**Compito 1:** Secondo il testo sull'accordo tra Exxon Mobil e il Dipartimento della Difesa statunitense, quando si esaurirà il contratto?
**Compito 2:** Copia dal testo sull'accordo tra Exxon Mobil e il Dipartimento della Difesa statunitense il passo che comincia con le parole "È della fine" e termina dopo le parole "afferenti al Dipartimento.".

**Testo:**
★ ★ ★ ★

È della fine di settembre 2002 la stipula di un accordo
tra Exxon Mobil, la più grande multi-nazionale petrolifera
ed il Dipartimento di Stato della Difesa statunitense di Donald
Rumsfeld: ad un prezzo fissato a poco meno di 48 milioni di euro,
la Exxon, che in Europa è proprietaria del marchio E$$O,
fornirà carburanti e oli lubrificanti per la marina,
l'esercito, il corpo dei marines, l'aviazione, le basi NATO e
tutte le agenzie afferenti al Dipartimento.
La E$$O rifornirà anche le basi militari americane e della
NATO presenti sia sul territorio italiano. Il contratto non è
vincolato all'attuale anno finanziario e si esaurirà solo
alla fine di settembre del 2005, data entro la quale, evidentemente,
Bush pensa di aver finito il suo lavoro in Medio Oriente. La commessa
rappresenta un'ulteriore prova di quanto stretto sia il legame
tra G.W. Bush e la multinazionale del petrolio che, per il suo
impegno a sostegno del candidato repubblicano alla ultime presidenziali,
aveva già incassato il diniego da parte statunitense di
aderire al trattato di Kyoto sul taglio delle
emissioni di gas serra e l'emanazione di un piano energetico nazionale
che punta al rilancio delle attività estrattive e ad un
aumento nell'uso di combustibili fossili che porterà gli
USA ad incrementare le emissioni di gas serra di circa il 26%
rispetto agli scorsi anni.

★ ★ ★ ★

**Righe memorizzate:**
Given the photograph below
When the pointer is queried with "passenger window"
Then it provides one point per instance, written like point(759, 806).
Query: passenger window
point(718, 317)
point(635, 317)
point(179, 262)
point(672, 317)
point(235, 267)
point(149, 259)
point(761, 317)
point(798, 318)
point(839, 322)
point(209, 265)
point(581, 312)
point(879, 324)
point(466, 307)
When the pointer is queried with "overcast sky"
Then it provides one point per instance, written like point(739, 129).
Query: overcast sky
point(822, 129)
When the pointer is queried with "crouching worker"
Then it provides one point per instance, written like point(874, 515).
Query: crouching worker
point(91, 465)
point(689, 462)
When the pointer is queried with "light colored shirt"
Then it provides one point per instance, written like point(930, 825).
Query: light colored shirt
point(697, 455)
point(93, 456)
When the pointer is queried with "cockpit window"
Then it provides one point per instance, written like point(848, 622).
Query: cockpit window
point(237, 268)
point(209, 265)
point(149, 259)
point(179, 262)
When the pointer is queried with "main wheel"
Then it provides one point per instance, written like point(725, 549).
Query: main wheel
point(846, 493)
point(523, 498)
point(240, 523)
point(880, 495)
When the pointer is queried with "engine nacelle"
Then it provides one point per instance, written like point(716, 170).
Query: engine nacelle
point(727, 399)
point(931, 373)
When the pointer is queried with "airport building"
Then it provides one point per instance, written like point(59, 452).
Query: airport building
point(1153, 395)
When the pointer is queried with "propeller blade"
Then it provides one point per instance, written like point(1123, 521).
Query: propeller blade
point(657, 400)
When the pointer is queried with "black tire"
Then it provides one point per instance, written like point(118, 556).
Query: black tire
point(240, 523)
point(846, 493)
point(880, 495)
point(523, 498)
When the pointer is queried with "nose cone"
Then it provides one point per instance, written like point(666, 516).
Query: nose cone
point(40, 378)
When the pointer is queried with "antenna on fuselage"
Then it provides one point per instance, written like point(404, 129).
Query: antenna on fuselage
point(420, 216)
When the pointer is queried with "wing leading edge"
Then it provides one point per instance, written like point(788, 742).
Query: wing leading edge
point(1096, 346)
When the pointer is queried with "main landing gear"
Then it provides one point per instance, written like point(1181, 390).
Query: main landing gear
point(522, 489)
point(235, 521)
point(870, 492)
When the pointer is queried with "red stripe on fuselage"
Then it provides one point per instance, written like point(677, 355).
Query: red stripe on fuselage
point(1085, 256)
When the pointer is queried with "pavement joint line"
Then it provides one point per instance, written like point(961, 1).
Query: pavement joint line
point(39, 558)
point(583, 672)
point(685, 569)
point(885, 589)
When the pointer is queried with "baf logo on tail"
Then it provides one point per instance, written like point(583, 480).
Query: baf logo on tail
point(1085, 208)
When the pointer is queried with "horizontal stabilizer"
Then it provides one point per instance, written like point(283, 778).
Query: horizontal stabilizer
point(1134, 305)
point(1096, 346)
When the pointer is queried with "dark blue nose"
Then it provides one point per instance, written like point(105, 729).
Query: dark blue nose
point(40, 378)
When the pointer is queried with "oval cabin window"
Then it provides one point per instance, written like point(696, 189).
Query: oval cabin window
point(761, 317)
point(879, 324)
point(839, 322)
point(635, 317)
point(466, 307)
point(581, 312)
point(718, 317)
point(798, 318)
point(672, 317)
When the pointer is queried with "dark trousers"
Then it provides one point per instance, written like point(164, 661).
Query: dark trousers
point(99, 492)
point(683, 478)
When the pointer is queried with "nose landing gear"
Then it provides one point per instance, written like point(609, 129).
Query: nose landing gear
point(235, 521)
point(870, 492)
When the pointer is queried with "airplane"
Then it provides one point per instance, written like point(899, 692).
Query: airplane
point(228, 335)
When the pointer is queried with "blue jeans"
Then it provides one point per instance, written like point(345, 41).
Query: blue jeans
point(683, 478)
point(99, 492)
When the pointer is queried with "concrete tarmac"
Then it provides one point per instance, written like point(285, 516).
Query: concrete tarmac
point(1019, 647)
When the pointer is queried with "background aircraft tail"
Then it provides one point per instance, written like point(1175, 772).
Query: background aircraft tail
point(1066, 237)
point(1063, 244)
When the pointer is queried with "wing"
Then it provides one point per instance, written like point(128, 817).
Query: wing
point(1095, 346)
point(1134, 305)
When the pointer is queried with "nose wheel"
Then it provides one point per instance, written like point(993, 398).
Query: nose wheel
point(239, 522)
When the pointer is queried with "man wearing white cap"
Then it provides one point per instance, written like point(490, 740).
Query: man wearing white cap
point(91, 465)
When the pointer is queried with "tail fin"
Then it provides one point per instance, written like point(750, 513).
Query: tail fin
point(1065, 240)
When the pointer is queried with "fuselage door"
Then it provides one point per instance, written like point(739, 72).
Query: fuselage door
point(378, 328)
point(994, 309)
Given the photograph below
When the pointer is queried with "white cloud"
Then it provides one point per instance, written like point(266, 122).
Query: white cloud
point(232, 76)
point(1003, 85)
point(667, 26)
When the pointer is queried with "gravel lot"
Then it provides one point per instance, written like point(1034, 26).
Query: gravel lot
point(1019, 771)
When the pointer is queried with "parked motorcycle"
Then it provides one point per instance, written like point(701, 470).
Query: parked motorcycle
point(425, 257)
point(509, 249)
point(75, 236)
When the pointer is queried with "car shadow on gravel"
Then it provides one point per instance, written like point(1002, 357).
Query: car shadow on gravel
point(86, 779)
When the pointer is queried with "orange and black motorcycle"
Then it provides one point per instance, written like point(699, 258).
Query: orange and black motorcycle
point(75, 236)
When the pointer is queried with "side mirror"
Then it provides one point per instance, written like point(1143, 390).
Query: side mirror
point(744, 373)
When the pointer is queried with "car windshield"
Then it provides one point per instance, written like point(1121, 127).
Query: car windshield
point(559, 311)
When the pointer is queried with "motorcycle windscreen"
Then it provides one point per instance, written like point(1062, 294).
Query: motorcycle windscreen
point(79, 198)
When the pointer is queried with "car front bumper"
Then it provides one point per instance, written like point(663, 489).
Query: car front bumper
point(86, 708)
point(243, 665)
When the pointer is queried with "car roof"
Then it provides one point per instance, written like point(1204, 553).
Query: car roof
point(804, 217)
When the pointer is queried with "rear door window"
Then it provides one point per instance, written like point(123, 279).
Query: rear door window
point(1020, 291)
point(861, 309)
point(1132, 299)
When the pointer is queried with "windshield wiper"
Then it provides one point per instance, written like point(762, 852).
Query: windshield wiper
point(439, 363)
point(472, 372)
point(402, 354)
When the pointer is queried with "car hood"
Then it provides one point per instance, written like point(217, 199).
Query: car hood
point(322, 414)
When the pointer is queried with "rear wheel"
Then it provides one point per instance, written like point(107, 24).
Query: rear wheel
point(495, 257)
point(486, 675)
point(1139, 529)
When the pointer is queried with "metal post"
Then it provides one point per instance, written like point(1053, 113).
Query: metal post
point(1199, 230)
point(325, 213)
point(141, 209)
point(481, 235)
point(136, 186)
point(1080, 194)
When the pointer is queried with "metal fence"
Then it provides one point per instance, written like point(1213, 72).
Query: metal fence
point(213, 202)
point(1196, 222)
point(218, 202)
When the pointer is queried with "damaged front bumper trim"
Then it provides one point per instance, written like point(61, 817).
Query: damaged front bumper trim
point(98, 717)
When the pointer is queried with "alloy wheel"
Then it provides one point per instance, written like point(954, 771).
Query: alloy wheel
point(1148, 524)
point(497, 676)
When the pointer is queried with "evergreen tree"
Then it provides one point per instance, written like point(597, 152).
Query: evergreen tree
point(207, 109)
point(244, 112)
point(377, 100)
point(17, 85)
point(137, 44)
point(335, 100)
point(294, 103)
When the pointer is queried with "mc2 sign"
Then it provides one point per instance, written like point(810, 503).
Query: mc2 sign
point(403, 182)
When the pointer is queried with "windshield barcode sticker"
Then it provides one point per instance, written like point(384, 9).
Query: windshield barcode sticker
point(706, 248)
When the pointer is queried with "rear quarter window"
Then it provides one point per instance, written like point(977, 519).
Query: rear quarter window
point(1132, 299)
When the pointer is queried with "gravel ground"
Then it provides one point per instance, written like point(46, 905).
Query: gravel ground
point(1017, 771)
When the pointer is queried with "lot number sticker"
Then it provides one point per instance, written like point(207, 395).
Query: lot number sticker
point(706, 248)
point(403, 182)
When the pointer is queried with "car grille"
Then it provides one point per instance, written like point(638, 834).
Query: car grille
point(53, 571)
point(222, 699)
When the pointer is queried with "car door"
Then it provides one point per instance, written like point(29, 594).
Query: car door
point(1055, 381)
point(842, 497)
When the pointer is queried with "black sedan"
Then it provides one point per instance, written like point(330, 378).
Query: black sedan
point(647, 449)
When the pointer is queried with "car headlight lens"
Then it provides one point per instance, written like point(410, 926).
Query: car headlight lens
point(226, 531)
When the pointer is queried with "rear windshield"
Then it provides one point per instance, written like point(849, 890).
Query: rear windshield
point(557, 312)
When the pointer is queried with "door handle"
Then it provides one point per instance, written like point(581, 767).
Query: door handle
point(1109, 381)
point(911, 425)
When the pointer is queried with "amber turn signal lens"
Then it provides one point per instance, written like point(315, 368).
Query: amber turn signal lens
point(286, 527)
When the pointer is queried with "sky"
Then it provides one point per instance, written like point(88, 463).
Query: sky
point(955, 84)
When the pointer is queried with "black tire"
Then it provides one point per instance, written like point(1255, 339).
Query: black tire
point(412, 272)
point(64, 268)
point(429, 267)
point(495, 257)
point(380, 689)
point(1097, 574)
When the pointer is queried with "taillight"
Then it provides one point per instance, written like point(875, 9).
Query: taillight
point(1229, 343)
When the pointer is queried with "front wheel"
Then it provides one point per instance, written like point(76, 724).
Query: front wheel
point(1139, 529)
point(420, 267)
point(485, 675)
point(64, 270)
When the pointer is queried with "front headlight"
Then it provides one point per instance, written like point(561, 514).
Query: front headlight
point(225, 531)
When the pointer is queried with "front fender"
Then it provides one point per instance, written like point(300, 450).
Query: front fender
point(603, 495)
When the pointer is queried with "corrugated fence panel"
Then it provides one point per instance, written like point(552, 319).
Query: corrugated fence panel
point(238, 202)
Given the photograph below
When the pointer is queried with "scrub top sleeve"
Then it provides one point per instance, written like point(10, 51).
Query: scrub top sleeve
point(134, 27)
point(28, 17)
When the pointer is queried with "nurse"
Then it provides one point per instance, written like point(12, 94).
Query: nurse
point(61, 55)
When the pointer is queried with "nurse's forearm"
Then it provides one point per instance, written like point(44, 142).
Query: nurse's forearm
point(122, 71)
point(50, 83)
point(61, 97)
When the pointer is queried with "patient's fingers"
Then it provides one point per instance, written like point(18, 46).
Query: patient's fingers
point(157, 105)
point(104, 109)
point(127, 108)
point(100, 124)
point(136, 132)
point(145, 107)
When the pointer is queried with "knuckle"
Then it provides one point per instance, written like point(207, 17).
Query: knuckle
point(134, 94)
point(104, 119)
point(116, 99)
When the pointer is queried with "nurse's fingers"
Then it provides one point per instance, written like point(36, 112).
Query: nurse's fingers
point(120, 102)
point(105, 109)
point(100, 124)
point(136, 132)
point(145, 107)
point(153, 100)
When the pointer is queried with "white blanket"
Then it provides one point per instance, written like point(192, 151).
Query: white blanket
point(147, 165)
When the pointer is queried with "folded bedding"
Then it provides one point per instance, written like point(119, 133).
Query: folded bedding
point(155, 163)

★ ★ ★ ★

**Risposta corretta 1:** Alla fine di settembre del 2005.

**Risposta corretta 2:**
È della fine di settembre 2002 la stipula di un accordo
tra Exxon Mobil, la più grande multi-nazionale petrolifera
ed il Dipartimento di Stato della Difesa statunitense di Donald
Rumsfeld: ad un prezzo fissato a poco meno di 48 milioni di euro,
la Exxon, che in Europa è proprietaria del marchio E$$O,
fornirà carburanti e oli lubrificanti per la marina,
l'esercito, il corpo dei marines, l'aviazione, le basi NATO e
tutte le agenzie afferenti al Dipartimento.